*YOUR GOAL*: Copy the records word for word, from the first line through the line containing "pixel 13 56", including that line.

*MATERIAL SUPPLIED*:
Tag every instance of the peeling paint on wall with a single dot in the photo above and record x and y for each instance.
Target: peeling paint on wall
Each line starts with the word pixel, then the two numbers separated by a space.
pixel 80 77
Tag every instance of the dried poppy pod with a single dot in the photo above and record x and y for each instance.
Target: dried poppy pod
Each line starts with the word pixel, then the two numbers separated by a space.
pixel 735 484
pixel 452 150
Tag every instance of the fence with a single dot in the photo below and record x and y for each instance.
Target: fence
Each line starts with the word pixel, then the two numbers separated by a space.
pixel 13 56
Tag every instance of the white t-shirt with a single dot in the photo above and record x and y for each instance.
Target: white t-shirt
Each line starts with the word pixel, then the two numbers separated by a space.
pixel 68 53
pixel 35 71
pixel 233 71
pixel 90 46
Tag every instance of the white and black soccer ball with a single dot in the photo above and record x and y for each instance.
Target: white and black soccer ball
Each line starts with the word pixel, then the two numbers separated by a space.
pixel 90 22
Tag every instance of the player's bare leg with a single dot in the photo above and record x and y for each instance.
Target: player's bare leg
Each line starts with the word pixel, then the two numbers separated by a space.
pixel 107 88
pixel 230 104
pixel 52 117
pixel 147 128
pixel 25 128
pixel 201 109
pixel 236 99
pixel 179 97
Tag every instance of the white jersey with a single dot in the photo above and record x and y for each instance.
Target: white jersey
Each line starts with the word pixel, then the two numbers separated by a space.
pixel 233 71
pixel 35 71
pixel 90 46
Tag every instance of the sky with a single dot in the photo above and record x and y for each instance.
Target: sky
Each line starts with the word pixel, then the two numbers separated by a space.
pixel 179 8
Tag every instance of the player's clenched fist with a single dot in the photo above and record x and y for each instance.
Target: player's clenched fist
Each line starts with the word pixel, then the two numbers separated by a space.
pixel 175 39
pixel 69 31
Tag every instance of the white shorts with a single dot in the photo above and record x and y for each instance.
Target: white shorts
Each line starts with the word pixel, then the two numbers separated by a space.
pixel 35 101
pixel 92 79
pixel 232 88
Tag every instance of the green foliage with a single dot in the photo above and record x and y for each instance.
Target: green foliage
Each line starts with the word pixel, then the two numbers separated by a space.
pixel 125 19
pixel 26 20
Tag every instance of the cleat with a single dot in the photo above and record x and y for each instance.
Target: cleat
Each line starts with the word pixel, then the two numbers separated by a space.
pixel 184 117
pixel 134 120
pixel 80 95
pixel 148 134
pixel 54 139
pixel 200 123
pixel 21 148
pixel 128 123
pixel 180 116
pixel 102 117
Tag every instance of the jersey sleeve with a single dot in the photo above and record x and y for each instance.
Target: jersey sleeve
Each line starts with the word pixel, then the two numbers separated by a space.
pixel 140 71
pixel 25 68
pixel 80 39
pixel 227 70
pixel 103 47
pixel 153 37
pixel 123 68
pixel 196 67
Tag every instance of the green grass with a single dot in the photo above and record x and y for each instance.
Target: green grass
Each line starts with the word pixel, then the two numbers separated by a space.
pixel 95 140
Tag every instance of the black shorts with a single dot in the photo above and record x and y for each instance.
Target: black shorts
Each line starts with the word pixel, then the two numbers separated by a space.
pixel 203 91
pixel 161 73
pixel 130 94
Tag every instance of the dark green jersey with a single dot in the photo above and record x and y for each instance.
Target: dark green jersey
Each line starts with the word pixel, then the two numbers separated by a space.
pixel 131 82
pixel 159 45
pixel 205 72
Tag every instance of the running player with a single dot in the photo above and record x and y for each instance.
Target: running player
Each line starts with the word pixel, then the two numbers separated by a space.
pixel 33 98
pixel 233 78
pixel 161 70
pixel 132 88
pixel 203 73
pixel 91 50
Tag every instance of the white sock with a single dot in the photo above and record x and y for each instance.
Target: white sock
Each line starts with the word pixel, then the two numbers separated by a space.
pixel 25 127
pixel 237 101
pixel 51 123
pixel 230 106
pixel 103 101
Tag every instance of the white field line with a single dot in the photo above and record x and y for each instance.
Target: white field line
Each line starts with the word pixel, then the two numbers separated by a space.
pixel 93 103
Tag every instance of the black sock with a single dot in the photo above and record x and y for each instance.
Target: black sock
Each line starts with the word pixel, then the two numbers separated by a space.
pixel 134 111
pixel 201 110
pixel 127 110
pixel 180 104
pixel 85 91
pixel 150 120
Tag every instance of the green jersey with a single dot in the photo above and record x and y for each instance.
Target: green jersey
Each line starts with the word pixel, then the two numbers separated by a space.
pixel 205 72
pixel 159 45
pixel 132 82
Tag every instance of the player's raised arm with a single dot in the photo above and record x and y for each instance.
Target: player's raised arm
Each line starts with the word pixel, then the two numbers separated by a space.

*ANSWER TO THE PROBLEM*:
Tag every instance of the peeling paint on wall with a single dot in the photo above and record x and y for each instance.
Target: peeling paint on wall
Each line starts with the word pixel, then the two numbers separated by a space.
pixel 80 77
Tag every instance of the dried poppy pod with a single dot in the photo above and record x and y for each instance.
Target: dried poppy pod
Each line starts with the word pixel, then the two numbers separated by a space.
pixel 735 484
pixel 452 150
Tag every instance of the fence with a single dot in the photo below and record x and y for each instance.
Target: fence
Each line starts with the word pixel, then the two numbers separated by a space.
pixel 13 56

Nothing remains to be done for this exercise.